■ **EXERCISE**
Reproduce nothing but the closing run of lines: the line with "TARGET = person wearing beige hat" and each line that follows it to the end of the data.

====== RECORDS SHOWN

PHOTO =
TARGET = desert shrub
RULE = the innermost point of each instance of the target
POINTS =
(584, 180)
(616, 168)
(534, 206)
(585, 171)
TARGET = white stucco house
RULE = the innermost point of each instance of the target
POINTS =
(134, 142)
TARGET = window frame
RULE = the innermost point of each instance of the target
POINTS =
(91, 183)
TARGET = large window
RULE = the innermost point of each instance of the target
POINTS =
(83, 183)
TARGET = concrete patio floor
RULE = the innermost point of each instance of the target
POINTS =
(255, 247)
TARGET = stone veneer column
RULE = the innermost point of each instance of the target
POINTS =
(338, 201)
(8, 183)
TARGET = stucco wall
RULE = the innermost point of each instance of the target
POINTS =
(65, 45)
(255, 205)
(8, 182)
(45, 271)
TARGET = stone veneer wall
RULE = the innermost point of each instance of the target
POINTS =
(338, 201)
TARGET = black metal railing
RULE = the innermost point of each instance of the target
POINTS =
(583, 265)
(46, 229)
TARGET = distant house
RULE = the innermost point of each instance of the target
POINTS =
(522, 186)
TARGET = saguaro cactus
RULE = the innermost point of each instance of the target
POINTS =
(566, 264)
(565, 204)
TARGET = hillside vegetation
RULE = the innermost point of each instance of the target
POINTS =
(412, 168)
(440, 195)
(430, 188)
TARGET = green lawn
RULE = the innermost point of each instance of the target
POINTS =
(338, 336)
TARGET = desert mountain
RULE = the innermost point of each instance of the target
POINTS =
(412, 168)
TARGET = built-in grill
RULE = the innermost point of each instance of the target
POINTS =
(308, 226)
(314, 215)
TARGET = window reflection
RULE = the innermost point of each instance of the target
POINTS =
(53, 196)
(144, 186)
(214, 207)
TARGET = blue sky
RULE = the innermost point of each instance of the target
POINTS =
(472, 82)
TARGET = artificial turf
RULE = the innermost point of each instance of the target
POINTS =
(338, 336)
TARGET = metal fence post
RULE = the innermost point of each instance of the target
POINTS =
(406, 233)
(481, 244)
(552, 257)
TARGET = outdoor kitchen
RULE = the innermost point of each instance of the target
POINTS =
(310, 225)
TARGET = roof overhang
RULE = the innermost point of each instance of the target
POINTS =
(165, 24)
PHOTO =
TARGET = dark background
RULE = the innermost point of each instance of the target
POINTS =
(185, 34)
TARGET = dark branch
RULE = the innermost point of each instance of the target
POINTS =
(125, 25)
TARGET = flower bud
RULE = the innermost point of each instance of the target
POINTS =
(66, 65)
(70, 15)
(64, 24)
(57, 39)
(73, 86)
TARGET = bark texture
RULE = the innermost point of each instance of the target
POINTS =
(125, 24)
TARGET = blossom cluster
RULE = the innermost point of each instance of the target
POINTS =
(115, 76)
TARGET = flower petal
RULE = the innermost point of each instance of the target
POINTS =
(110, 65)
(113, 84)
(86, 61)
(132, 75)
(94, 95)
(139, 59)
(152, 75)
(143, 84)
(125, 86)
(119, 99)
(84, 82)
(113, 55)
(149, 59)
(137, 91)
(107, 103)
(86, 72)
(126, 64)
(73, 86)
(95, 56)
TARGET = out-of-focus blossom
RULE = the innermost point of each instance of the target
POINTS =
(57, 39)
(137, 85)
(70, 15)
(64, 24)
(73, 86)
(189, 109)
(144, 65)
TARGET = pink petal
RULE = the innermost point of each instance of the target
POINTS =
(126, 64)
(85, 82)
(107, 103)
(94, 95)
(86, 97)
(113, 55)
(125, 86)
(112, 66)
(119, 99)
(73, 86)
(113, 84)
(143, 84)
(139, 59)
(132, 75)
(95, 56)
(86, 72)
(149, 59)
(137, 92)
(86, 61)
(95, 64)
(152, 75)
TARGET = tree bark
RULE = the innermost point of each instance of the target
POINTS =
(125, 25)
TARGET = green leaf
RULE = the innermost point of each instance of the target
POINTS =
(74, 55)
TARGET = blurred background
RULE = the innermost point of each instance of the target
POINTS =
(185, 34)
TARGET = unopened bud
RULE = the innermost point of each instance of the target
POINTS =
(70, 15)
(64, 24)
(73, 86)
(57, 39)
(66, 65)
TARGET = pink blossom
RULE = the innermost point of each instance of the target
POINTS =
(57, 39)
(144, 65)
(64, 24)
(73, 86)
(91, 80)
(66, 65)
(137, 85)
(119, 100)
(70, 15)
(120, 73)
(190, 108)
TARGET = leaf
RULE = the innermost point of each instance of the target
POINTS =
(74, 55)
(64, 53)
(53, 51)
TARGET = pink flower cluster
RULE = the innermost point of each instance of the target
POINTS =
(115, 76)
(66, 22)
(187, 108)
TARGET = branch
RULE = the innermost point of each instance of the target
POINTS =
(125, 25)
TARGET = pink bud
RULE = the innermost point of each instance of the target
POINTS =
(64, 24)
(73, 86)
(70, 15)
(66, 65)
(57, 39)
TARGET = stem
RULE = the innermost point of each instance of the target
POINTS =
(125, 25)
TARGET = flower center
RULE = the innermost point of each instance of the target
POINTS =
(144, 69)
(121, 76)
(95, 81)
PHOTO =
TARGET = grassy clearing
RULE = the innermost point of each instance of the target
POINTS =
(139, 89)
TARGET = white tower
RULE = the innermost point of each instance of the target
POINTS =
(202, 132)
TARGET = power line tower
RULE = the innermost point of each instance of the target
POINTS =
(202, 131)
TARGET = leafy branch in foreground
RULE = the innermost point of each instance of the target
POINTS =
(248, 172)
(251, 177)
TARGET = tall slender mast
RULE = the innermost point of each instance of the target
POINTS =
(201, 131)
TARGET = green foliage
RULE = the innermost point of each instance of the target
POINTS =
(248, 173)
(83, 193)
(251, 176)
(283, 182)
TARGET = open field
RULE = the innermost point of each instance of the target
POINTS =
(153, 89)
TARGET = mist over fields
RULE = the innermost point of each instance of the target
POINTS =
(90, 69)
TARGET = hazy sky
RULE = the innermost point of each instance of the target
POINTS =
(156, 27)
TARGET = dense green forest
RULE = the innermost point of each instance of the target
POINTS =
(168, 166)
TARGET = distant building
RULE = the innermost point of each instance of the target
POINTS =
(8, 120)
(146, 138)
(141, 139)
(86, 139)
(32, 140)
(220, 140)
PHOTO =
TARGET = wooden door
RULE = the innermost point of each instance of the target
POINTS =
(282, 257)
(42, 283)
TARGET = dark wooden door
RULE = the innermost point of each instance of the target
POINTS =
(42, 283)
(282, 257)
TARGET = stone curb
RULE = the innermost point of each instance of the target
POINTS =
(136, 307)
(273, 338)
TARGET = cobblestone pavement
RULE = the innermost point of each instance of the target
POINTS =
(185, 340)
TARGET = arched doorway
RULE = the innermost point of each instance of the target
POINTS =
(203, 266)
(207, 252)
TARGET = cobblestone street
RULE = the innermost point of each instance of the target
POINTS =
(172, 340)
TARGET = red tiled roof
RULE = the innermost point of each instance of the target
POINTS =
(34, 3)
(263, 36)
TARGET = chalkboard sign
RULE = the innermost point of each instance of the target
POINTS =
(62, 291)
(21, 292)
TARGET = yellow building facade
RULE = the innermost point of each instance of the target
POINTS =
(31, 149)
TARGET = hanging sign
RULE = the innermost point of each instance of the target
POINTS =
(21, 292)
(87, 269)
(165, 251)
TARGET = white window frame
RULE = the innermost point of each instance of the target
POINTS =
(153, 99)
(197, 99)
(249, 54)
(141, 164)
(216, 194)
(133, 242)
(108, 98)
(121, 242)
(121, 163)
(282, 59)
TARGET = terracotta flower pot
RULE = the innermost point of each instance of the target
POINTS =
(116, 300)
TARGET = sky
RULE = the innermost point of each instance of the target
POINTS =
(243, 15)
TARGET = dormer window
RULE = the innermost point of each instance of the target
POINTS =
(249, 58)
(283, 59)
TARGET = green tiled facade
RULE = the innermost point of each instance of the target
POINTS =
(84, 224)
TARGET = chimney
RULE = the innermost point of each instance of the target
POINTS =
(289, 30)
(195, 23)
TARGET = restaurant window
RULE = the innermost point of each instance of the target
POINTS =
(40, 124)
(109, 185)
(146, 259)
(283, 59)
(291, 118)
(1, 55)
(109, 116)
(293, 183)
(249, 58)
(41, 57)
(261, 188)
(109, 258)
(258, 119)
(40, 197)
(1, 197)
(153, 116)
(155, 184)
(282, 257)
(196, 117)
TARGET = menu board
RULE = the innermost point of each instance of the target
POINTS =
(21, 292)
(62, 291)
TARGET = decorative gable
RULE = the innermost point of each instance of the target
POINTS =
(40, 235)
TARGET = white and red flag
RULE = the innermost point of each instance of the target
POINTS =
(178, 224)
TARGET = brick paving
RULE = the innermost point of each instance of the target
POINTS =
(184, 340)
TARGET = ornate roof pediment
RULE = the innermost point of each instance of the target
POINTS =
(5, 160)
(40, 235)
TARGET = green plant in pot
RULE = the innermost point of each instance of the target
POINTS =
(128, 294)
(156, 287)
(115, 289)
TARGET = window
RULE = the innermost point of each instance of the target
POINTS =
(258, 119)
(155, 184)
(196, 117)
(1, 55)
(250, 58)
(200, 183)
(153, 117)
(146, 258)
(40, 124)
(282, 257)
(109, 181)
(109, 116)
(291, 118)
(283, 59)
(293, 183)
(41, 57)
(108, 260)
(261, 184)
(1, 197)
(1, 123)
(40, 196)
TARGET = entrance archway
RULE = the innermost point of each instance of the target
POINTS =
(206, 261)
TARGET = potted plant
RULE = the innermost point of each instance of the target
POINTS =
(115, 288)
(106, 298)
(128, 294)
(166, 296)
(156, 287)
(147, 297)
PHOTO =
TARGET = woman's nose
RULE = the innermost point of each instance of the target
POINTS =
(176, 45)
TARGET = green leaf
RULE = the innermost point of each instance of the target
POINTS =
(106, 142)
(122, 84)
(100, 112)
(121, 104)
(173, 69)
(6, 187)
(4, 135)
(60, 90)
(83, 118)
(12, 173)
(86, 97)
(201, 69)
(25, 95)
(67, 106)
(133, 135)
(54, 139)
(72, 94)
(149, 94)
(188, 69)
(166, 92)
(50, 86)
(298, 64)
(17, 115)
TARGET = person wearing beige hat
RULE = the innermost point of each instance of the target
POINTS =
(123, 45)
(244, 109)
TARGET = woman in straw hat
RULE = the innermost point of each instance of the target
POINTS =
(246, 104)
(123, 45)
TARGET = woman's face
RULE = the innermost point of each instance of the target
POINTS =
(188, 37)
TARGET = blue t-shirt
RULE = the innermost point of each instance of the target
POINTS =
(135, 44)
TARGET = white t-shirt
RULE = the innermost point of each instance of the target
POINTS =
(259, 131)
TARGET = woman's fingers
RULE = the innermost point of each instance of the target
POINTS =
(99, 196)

============

■ **RESPONSE TO THE EXERCISE**
TARGET = person wearing beige hat
RULE = the innermost point of each instance of the target
POINTS =
(123, 45)
(244, 109)
TARGET = woman in straw hat
RULE = the innermost point of each instance of the target
POINTS =
(246, 104)
(123, 45)
TARGET = woman's face
RULE = the innermost point of each instance of the target
POINTS =
(188, 37)
TARGET = blue t-shirt
RULE = the innermost point of each instance of the target
POINTS =
(135, 44)
TARGET = white t-shirt
RULE = the innermost point of each instance of the target
POINTS =
(259, 131)
TARGET = woman's fingers
RULE = the innermost point of each instance of the target
POINTS =
(99, 196)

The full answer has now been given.